▽

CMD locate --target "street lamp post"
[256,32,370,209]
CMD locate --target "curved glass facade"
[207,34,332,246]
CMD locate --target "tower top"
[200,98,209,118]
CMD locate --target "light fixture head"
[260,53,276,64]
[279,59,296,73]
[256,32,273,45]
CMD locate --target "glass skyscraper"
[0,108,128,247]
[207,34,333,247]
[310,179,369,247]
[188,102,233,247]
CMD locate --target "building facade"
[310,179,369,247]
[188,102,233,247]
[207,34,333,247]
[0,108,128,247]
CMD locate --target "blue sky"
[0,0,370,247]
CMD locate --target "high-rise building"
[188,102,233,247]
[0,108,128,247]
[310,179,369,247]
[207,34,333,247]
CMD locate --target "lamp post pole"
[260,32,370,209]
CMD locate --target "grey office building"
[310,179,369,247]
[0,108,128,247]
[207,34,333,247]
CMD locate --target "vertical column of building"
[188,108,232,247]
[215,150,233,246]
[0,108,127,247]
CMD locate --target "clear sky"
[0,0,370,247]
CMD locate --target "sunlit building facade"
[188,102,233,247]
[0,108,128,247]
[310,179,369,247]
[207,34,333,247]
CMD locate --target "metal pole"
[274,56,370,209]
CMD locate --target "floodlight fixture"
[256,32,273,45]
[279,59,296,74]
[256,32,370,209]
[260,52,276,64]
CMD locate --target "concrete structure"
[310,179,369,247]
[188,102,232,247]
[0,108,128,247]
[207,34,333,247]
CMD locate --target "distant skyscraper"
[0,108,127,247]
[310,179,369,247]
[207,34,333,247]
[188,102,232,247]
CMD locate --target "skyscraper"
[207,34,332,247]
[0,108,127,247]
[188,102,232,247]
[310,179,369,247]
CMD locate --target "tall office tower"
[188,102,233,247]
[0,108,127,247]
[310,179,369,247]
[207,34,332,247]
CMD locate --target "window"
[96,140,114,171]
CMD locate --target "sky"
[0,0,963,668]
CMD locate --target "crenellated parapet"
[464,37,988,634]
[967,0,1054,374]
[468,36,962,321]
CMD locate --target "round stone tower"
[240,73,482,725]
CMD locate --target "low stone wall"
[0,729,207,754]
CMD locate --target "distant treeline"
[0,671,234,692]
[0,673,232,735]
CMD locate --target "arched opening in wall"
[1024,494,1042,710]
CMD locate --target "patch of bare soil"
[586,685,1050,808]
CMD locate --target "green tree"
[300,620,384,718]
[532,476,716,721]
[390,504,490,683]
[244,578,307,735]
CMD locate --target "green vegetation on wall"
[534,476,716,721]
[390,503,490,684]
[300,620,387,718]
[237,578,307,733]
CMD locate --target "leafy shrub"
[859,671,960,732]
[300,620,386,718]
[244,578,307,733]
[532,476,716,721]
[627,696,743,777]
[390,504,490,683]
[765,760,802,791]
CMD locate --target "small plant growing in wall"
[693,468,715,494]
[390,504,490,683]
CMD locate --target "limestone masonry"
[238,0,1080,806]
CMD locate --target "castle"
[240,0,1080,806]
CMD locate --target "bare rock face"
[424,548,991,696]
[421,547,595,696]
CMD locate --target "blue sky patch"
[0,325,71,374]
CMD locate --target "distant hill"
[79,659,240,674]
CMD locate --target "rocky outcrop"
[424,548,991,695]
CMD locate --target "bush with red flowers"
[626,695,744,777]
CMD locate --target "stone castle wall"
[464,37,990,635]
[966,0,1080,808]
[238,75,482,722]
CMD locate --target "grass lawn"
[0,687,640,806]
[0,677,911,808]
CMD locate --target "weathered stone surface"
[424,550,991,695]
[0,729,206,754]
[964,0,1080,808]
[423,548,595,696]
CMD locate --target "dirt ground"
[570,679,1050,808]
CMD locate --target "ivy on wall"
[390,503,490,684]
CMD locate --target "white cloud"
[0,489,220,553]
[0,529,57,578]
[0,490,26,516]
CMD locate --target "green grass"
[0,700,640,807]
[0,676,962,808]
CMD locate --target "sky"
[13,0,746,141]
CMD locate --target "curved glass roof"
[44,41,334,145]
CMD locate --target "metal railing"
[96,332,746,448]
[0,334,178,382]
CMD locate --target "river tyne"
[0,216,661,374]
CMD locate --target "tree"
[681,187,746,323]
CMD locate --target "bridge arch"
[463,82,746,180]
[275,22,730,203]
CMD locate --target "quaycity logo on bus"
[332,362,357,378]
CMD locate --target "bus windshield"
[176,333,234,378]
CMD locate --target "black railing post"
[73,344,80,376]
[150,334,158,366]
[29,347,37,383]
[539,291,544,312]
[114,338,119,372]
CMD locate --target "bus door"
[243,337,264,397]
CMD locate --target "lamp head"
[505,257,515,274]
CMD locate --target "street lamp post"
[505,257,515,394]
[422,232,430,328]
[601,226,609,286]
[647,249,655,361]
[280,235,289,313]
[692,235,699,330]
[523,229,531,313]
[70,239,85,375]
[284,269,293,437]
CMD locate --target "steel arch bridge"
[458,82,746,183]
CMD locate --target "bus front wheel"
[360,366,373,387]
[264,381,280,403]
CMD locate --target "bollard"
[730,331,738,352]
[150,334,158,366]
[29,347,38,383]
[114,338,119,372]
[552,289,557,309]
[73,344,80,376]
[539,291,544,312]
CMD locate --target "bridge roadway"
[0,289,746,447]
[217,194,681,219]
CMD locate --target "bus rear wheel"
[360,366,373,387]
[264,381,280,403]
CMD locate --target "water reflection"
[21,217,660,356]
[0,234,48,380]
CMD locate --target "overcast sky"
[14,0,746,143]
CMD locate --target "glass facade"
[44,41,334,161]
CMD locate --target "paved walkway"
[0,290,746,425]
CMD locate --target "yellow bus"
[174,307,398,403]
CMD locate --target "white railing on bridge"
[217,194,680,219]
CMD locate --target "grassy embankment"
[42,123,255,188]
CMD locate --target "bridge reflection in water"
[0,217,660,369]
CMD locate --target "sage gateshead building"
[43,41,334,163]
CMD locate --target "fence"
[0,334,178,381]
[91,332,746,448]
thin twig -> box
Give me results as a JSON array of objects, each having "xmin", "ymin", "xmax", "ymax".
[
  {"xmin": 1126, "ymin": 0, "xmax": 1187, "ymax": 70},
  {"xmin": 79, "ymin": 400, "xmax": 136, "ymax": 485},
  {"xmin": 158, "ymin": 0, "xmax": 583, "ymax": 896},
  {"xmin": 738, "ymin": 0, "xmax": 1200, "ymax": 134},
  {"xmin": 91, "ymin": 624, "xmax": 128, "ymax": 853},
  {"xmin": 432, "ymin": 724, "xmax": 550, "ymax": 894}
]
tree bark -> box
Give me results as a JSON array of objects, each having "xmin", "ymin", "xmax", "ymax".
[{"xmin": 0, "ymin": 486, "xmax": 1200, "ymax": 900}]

△

Exercise aim >> Copy every entry above word for word.

Solution for this exercise >>
CMD locate --target "street lamp post"
[256,32,370,209]
CMD locate --target "curved glass facade"
[207,34,332,246]
CMD locate --target "tower top"
[200,98,209,118]
CMD locate --target "light fixture head"
[260,53,276,64]
[279,59,296,73]
[256,32,273,45]
CMD locate --target "glass skyscraper"
[0,108,128,247]
[207,34,333,247]
[310,179,369,247]
[188,102,233,247]
CMD locate --target "building facade"
[310,179,369,247]
[188,102,233,247]
[207,34,333,247]
[0,108,128,247]
CMD locate --target "blue sky"
[0,0,370,247]
CMD locate --target "high-rise building"
[188,102,233,247]
[0,108,128,247]
[310,179,369,247]
[207,34,333,247]
CMD locate --target "lamp post pole"
[260,32,370,209]
CMD locate --target "grey office building"
[310,179,369,247]
[0,108,128,247]
[207,34,333,247]
CMD locate --target "vertical column of building"
[188,108,232,247]
[215,150,233,246]
[0,108,127,247]
CMD locate --target "clear sky"
[0,0,370,247]
CMD locate --target "sunlit building facade"
[188,102,233,247]
[0,108,128,247]
[310,179,369,247]
[207,34,333,247]
CMD locate --target "metal pole"
[274,56,370,209]
CMD locate --target "floodlight fixture"
[256,32,273,45]
[279,59,296,74]
[256,32,370,209]
[260,52,276,64]
CMD locate --target "concrete structure"
[310,179,369,247]
[188,102,232,247]
[0,108,128,247]
[207,34,333,247]
CMD locate --target "distant skyscraper"
[0,108,127,247]
[310,179,369,247]
[207,34,333,247]
[188,102,232,247]
CMD locate --target "skyscraper"
[207,34,332,247]
[0,108,127,247]
[188,102,232,247]
[310,179,369,247]
CMD locate --target "tall office tower"
[188,102,233,247]
[0,108,127,247]
[310,179,369,247]
[207,34,332,247]
CMD locate --target "window"
[96,140,114,171]
CMD locate --target "sky"
[0,0,963,668]
CMD locate --target "crenellated parapet"
[464,37,988,634]
[967,0,1054,374]
[468,36,962,321]
CMD locate --target "round stone tower"
[240,73,482,725]
CMD locate --target "low stone wall"
[0,729,207,754]
CMD locate --target "distant treeline"
[0,671,234,692]
[0,673,232,735]
CMD locate --target "arched opening in wall"
[1024,494,1042,710]
CMD locate --target "patch of bare soil"
[586,685,1050,808]
CMD locate --target "green tree"
[300,620,384,718]
[532,476,716,721]
[390,504,490,683]
[244,578,307,735]
CMD locate --target "green vegetation on wall"
[534,476,716,721]
[390,503,490,684]
[300,620,387,718]
[237,578,307,733]
CMD locate --target "leafy shrub"
[859,671,960,732]
[300,620,386,718]
[244,578,307,733]
[532,476,716,721]
[627,696,743,777]
[390,504,490,683]
[765,760,802,791]
CMD locate --target "small plant growing in wall"
[693,468,715,494]
[390,504,490,683]
CMD locate --target "limestone masonry"
[238,0,1080,806]
CMD locate --target "castle"
[240,0,1080,806]
CMD locate --target "bare rock face"
[424,548,991,696]
[421,547,595,696]
CMD locate --target "blue sky patch"
[0,325,71,374]
CMD locate --target "distant hill"
[79,659,240,674]
CMD locate --target "rocky outcrop"
[424,548,991,695]
CMD locate --target "bush with red flowers"
[626,695,744,777]
CMD locate --target "stone castle wall"
[464,37,990,635]
[966,0,1080,808]
[238,75,482,722]
CMD locate --target "grass lawn"
[0,687,640,806]
[0,677,911,808]
CMD locate --target "weathered stone surface"
[424,550,991,695]
[0,729,206,754]
[964,0,1080,808]
[423,548,595,696]
CMD locate --target "dirt ground"
[570,679,1050,808]
CMD locate --target "ivy on wall"
[390,503,490,684]
CMD locate --target "white cloud"
[0,489,220,553]
[0,529,57,578]
[0,490,26,516]
CMD locate --target "green grass"
[0,700,640,807]
[0,676,962,808]
CMD locate --target "sky"
[13,0,746,141]
CMD locate --target "curved glass roof"
[44,41,334,145]
CMD locate --target "metal railing"
[96,332,746,448]
[0,334,178,382]
CMD locate --target "river tyne"
[0,216,661,374]
CMD locate --target "tree"
[681,187,746,323]
CMD locate --target "bridge arch"
[463,82,746,180]
[275,22,730,203]
CMD locate --target "quaycity logo on bus"
[332,362,357,378]
CMD locate --target "bus windshield"
[176,333,234,378]
CMD locate --target "black railing post"
[73,344,80,376]
[150,334,158,366]
[29,347,37,383]
[539,291,544,312]
[114,338,119,372]
CMD locate --target "bus door"
[243,337,264,397]
CMD locate --target "lamp head"
[505,257,515,274]
CMD locate --target "street lamp post"
[505,257,515,394]
[422,232,430,328]
[601,226,609,286]
[647,249,655,361]
[280,235,289,313]
[692,235,699,330]
[523,229,531,313]
[70,239,85,375]
[284,269,293,437]
CMD locate --target "steel arch bridge"
[458,82,746,183]
CMD locate --target "bus front wheel"
[360,366,373,387]
[264,381,280,403]
CMD locate --target "bollard"
[730,331,738,352]
[150,334,158,366]
[29,347,38,383]
[114,338,119,372]
[552,289,557,309]
[73,344,80,376]
[539,291,544,312]
CMD locate --target "bridge roadway"
[0,289,746,447]
[217,194,681,219]
CMD locate --target "bus rear wheel"
[360,366,373,387]
[264,381,280,403]
CMD locate --target "water reflection"
[21,217,660,356]
[0,234,48,380]
CMD locate --target "overcast sky"
[14,0,746,143]
CMD locate --target "glass facade"
[44,41,334,161]
CMD locate --target "paved walkway"
[0,290,746,425]
CMD locate --target "yellow bus"
[174,307,398,403]
CMD locate --target "white railing on bridge"
[217,194,680,219]
CMD locate --target "grassy embankment"
[42,123,255,188]
CMD locate --target "bridge reflection in water"
[0,217,660,369]
CMD locate --target "sage gateshead building"
[43,41,334,163]
CMD locate --target "fence"
[0,334,178,381]
[91,332,746,448]
thin twig -> box
Give me results as a JSON array of objects, each having "xmin", "ymin", "xmax", "ymax".
[
  {"xmin": 1126, "ymin": 0, "xmax": 1187, "ymax": 70},
  {"xmin": 79, "ymin": 400, "xmax": 136, "ymax": 485},
  {"xmin": 158, "ymin": 0, "xmax": 583, "ymax": 896},
  {"xmin": 738, "ymin": 0, "xmax": 1200, "ymax": 134},
  {"xmin": 91, "ymin": 624, "xmax": 128, "ymax": 853},
  {"xmin": 432, "ymin": 724, "xmax": 550, "ymax": 894}
]
tree bark -> box
Give me results as a JSON array of objects, each having "xmin", "ymin", "xmax", "ymax".
[{"xmin": 0, "ymin": 486, "xmax": 1200, "ymax": 900}]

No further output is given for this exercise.